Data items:
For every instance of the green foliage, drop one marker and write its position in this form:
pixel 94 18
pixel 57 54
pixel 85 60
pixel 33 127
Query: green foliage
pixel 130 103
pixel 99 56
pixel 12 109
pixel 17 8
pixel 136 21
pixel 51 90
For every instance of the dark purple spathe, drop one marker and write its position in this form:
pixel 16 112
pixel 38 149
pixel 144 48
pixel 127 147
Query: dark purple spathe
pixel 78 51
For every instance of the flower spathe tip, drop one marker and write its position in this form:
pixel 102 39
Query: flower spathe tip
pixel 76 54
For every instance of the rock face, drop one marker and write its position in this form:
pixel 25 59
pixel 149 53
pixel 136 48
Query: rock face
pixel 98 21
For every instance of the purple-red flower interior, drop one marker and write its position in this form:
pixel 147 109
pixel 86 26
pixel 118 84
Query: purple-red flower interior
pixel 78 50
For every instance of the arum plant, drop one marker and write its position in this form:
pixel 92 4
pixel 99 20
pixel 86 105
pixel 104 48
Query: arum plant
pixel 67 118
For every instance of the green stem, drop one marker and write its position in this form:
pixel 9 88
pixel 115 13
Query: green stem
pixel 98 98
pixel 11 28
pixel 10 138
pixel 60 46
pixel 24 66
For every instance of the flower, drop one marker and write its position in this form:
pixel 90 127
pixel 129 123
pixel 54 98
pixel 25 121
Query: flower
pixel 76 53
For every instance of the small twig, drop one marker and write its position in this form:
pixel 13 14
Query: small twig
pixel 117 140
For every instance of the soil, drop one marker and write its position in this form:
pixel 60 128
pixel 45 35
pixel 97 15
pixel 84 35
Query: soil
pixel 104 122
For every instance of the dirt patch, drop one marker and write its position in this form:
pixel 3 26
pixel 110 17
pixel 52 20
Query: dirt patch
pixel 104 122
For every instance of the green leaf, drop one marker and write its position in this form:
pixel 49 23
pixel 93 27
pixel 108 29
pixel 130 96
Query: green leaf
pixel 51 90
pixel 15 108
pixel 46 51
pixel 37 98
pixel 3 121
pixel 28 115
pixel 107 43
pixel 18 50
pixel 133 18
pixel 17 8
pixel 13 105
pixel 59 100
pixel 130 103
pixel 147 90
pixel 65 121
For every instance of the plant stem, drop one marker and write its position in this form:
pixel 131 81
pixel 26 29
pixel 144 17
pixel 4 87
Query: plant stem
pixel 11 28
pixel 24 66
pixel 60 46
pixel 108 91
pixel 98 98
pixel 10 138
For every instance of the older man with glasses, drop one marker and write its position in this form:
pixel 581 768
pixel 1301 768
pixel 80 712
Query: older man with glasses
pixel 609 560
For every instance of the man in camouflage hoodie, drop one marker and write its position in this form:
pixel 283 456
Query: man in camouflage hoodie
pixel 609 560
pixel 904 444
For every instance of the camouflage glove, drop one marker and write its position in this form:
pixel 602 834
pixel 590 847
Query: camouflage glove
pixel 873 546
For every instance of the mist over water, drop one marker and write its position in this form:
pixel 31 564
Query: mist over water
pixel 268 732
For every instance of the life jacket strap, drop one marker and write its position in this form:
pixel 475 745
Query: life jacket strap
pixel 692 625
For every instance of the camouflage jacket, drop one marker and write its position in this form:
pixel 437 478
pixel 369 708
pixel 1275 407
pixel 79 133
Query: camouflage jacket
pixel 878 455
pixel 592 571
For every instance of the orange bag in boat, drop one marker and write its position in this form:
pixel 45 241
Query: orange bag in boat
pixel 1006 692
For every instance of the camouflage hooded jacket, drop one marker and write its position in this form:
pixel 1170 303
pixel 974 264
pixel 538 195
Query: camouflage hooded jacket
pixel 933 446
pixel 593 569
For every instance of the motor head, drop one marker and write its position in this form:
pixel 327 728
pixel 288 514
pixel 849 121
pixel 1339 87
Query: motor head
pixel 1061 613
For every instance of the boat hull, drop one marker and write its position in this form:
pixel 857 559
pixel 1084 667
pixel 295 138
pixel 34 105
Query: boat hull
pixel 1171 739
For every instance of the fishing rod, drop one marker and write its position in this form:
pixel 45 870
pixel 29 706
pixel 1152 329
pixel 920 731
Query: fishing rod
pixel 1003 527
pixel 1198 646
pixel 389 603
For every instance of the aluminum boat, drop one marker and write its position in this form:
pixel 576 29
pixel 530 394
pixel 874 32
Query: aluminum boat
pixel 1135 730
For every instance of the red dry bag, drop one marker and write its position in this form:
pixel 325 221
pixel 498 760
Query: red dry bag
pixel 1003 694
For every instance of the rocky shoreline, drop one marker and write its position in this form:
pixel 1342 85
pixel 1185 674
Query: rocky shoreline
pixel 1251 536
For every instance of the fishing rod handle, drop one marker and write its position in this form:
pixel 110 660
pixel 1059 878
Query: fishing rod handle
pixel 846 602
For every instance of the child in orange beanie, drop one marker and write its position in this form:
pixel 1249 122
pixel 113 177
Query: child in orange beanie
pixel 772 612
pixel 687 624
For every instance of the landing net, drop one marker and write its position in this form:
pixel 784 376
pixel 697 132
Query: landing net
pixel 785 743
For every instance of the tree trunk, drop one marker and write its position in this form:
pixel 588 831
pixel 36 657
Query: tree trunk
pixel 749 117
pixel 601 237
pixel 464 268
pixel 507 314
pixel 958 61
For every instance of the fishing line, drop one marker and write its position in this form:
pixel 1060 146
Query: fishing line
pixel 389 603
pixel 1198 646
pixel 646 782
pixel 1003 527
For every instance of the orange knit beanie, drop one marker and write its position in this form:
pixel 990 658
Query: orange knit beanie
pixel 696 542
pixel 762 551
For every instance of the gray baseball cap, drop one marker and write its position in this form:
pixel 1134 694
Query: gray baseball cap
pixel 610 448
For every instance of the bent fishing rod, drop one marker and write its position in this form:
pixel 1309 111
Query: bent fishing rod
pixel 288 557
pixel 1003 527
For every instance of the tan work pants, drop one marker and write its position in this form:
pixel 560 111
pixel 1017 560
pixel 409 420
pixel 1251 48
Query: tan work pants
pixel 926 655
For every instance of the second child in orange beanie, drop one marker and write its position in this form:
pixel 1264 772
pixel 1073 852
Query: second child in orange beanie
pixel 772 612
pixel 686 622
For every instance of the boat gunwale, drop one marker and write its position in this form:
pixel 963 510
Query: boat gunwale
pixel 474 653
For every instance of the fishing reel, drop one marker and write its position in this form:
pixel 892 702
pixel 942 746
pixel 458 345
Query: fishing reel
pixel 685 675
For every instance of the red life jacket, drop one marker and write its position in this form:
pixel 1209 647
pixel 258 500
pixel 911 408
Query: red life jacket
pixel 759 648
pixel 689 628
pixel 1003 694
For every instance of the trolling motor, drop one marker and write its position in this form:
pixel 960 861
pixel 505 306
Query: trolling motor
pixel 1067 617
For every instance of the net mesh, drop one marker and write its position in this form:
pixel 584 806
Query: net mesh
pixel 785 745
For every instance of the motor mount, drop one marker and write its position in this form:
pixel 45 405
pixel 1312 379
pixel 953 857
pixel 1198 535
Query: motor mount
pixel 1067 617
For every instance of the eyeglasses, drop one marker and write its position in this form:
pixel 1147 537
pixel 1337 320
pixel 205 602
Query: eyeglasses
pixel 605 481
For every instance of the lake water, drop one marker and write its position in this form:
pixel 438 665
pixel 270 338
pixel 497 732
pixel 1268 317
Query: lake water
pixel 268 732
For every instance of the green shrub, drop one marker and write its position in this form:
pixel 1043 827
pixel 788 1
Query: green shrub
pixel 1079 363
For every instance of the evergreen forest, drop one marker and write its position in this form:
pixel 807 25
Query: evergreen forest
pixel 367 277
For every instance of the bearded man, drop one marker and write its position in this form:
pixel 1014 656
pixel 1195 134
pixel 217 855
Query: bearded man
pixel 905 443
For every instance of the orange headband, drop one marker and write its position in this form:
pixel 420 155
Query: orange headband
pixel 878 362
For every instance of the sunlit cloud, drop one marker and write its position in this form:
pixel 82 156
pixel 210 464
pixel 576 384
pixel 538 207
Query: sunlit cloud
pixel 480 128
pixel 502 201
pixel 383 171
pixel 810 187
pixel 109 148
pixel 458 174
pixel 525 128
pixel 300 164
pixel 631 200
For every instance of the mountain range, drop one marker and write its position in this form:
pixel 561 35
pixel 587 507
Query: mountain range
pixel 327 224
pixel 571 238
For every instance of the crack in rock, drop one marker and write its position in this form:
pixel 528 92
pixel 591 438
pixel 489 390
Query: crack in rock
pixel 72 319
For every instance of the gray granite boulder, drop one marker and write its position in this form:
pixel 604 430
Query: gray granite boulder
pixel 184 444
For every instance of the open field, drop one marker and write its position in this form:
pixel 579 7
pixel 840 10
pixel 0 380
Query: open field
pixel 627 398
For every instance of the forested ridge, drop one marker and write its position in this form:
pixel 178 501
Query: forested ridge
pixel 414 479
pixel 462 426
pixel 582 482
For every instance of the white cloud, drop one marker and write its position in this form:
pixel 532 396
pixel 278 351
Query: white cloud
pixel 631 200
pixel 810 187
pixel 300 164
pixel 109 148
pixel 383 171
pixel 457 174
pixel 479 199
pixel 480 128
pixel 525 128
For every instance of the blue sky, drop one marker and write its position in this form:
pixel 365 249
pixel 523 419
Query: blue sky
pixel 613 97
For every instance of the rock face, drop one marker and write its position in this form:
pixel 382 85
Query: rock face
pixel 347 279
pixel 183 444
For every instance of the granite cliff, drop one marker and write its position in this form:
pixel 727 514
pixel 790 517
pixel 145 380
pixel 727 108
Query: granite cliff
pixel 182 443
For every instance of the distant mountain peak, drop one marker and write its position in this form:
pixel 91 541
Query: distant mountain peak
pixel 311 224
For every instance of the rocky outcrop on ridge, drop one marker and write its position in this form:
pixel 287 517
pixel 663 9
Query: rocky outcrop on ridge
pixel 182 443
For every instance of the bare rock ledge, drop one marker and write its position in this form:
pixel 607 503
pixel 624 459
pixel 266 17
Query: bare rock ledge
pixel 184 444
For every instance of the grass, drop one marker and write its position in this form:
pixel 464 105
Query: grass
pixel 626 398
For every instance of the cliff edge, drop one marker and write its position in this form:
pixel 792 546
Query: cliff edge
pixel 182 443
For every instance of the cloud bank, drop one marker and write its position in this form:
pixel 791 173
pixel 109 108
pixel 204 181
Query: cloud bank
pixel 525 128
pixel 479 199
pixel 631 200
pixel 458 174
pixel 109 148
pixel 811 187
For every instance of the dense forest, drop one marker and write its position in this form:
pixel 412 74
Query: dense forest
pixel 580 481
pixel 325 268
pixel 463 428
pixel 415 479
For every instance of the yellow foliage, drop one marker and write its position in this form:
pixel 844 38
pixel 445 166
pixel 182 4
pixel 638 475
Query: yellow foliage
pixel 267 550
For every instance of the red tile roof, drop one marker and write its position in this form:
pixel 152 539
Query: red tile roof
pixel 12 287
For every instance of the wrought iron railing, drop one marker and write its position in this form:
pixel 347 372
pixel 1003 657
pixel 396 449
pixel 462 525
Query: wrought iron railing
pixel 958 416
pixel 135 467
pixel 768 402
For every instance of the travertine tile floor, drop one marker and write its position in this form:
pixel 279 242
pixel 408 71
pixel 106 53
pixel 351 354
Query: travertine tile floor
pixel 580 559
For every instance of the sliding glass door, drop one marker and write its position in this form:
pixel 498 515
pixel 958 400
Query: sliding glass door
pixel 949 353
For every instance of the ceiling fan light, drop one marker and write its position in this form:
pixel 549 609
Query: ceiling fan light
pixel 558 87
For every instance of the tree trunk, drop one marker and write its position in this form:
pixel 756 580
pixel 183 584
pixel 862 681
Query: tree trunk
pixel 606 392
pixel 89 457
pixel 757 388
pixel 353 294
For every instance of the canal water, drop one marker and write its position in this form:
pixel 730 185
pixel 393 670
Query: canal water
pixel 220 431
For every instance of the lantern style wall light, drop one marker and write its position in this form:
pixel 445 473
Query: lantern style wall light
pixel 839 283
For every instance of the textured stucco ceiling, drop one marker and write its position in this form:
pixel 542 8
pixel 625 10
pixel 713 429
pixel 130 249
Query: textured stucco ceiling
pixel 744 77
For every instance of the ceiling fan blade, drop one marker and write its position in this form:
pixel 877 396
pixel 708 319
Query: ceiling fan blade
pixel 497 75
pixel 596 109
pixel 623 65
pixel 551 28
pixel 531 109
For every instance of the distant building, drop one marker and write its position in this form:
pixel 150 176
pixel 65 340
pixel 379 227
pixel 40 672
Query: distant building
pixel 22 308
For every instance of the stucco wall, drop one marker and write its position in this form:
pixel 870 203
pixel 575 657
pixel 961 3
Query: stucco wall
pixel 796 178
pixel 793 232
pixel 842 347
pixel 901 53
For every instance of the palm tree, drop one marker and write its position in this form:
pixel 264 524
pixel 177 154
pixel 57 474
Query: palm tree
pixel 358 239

Written task:
Rewrite the data from the line containing "For every instance of the cloud" through the line containing "pixel 811 187", inclusive, changing every "cloud bank" to "fog bank" and leaving all other text untouched.

Exercise answer:
For every instance of the fog bank, drop one marker and write its position in this form:
pixel 791 173
pixel 109 108
pixel 204 181
Query: fog bank
pixel 525 128
pixel 479 199
pixel 631 200
pixel 458 174
pixel 109 148
pixel 811 187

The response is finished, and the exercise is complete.